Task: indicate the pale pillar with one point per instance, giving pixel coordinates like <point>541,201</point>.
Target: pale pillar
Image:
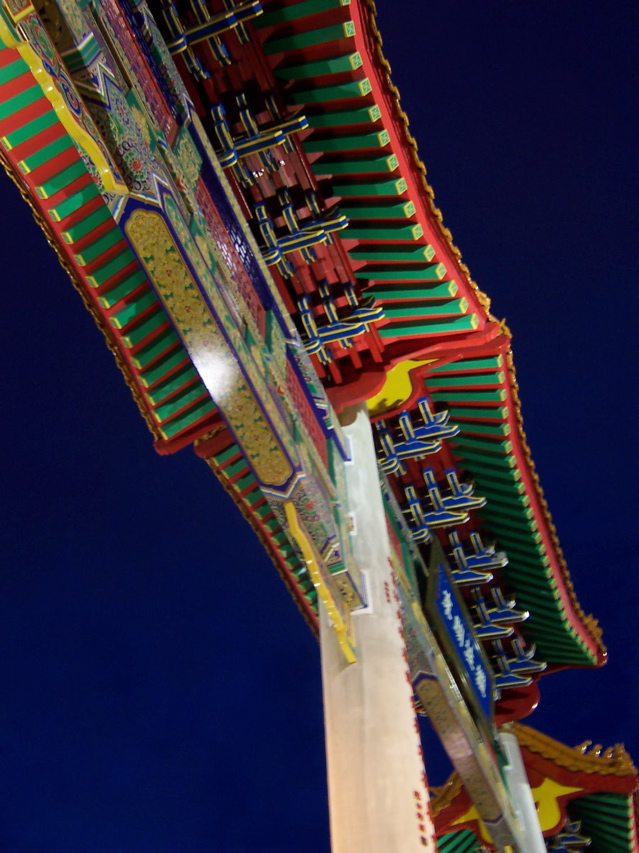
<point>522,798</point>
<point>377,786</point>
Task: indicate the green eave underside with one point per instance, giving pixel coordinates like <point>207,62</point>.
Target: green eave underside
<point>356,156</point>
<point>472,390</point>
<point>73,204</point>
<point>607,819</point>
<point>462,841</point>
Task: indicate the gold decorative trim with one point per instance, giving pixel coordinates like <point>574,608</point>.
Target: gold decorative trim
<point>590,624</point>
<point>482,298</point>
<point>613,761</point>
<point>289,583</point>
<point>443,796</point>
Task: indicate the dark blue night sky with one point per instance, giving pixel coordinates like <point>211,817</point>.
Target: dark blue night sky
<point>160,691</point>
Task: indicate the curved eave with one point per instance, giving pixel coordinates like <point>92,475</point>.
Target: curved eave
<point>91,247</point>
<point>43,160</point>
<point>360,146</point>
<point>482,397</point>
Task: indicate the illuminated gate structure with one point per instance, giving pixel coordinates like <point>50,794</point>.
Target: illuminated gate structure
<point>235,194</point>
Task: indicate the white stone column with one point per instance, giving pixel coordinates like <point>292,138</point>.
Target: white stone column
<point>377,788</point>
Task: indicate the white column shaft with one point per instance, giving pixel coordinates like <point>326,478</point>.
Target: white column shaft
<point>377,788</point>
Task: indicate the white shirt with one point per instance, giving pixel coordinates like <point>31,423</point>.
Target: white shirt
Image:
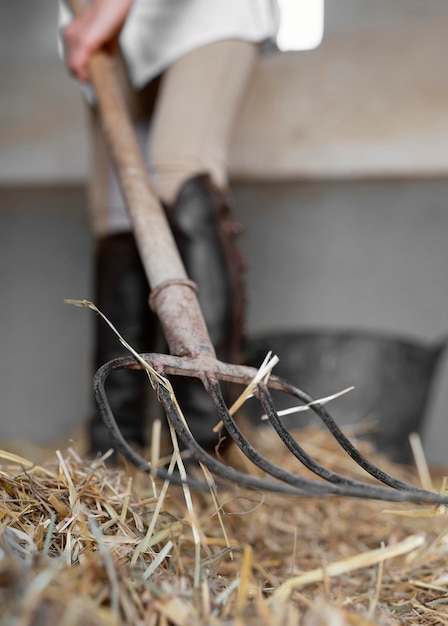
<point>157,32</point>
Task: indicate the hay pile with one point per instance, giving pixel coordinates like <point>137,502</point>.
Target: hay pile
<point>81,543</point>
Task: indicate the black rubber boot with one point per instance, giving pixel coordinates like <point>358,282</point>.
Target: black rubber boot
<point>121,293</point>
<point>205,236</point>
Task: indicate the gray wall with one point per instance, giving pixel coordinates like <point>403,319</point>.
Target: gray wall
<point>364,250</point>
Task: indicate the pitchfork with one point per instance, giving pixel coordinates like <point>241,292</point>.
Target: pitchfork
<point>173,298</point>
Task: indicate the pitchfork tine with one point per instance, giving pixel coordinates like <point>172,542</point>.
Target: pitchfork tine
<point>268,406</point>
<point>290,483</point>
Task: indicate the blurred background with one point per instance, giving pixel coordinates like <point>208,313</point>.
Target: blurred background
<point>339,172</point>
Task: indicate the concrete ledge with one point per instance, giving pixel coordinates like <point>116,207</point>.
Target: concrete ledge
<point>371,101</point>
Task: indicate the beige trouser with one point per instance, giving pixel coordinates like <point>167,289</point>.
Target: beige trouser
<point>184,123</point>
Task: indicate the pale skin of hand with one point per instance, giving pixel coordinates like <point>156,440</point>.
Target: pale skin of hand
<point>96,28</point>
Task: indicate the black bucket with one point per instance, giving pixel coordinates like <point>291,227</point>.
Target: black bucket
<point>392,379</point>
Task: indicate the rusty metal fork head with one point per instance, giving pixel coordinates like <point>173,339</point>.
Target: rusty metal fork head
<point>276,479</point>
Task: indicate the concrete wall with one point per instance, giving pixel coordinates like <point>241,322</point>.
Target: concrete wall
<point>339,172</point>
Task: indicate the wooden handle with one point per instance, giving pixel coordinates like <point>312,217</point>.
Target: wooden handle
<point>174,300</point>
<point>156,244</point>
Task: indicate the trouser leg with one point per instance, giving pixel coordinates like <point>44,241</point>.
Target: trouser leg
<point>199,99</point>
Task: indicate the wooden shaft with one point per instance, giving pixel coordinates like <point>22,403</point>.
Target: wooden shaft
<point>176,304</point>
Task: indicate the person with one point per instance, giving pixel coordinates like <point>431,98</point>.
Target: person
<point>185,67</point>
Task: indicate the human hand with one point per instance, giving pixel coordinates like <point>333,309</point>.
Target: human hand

■ TASK OBJECTIVE ■
Copy out the lines beginning at the one that contains "Task: indicate the black bucket" and stopping after the one that contains "<point>392,379</point>", requests included. Adjust every number in the answer coordinates by -41, and leave the sample coordinates in the requests as they are.

■ RESULT FOR THIS TASK ■
Task: indicate the black bucket with one point per instance, giving pixel coordinates like <point>291,227</point>.
Target: black bucket
<point>351,338</point>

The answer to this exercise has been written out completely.